- **Dataset excerpts on object pointing**
* * *
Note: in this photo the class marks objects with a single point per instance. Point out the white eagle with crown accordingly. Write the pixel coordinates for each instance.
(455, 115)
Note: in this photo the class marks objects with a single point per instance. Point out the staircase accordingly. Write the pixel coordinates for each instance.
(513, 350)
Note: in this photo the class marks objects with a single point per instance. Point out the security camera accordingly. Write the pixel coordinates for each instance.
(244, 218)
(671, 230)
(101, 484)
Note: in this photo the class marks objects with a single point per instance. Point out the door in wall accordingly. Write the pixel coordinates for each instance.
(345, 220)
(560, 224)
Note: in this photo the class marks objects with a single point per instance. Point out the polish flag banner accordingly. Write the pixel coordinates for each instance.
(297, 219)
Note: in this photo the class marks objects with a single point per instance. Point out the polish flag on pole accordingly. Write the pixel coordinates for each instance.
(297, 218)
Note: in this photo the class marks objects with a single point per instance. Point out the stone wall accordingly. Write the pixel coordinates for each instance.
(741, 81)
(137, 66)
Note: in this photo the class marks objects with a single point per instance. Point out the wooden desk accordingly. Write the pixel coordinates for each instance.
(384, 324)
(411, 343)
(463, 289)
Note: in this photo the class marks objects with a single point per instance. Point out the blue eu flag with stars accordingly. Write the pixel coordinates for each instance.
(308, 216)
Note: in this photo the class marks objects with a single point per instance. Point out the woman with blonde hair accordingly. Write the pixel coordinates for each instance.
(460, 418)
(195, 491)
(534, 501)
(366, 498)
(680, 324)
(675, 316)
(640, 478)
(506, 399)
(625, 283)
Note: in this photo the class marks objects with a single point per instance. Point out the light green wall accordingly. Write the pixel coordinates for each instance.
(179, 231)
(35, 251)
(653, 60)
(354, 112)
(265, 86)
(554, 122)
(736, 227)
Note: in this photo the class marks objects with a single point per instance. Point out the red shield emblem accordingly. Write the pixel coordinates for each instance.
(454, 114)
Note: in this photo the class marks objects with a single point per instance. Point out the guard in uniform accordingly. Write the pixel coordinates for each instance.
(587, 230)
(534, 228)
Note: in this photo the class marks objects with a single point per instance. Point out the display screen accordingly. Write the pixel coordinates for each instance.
* * *
- **PROBLEM TO SOLVE**
Copy every row above without changing a single character.

- **COMPLETED EXERCISE**
Note: in this photo the class marks objects with a single point per instance. Point out the white eagle with crown accordingly. Write the pixel coordinates for each instance.
(455, 115)
Note: in this photo the class marks objects with a single point per instance. Point out the staircase accordingly. Write the pixel coordinates for each instance.
(513, 350)
Note: in this photo the class marks objects with a single point per instance. Point out the security camera accordingly. Write the pixel coordinates for each instance.
(244, 218)
(671, 230)
(101, 484)
Note: in this photo the class marks objects with a single point per instance. Point out the door in wall accordingly. Write the pixel coordinates for each instance.
(345, 220)
(560, 224)
Note: in this photo the class marks objects with a single point per instance. Point out the polish flag banner accordingly. Write the pixel coordinates for each instance.
(297, 219)
Note: in this photo the class marks objects with a single point per instance. Point out the polish flag on pole accordingly. Write the pixel coordinates for each instance.
(297, 218)
Note: in this photo the class marks objects with a single point per instance. Point out the stone wall accordingly. Write the pixel coordinates for each instance.
(741, 81)
(137, 66)
Note: in this photo the class marks objects with a single point per instance. Point out the wooden desk accordingly. Write the pixel coordinates for each instance.
(384, 324)
(411, 343)
(463, 289)
Note: in this photo the class marks objects with a single point per instance. Point out the blue eu flag with stars accordingly. Write the pixel coordinates for each instance.
(308, 216)
Note: in this photo the class marks objects with a single point per instance. Point out the woman with blonde hair accordingly. Write the pixel coordinates for each instance.
(460, 418)
(195, 491)
(534, 501)
(366, 498)
(680, 324)
(675, 316)
(640, 478)
(506, 399)
(625, 283)
Note: in this photo the class marks objects with a single point per instance. Point out the light green wall accordingly. Write the pixel coordinates for each instance.
(179, 231)
(35, 251)
(653, 60)
(354, 112)
(265, 86)
(554, 122)
(736, 227)
Note: in this photo the class marks objects with a single point per instance. Point out the red shield emblem accordingly. Write the pixel coordinates for each instance.
(454, 114)
Note: in this photo the class marks objects with a single point per instance. Point out the guard in uniform accordingly. Write the pixel coordinates for each instance.
(587, 230)
(534, 228)
Note: in this photo the class marks objects with a single point per instance. Point out the display screen accordingly. Write the pixel coordinates for each instance.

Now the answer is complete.